Could you print each line of the material below exactly?
========================
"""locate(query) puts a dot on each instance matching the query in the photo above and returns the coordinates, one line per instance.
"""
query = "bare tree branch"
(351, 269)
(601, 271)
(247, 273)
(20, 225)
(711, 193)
========================
**Exercise result**
"""locate(query) puts a dot on each instance matching the query in the photo above and returns the coordinates, one line per instance.
"""
query = "bare tree branch"
(351, 269)
(601, 271)
(247, 273)
(20, 225)
(711, 193)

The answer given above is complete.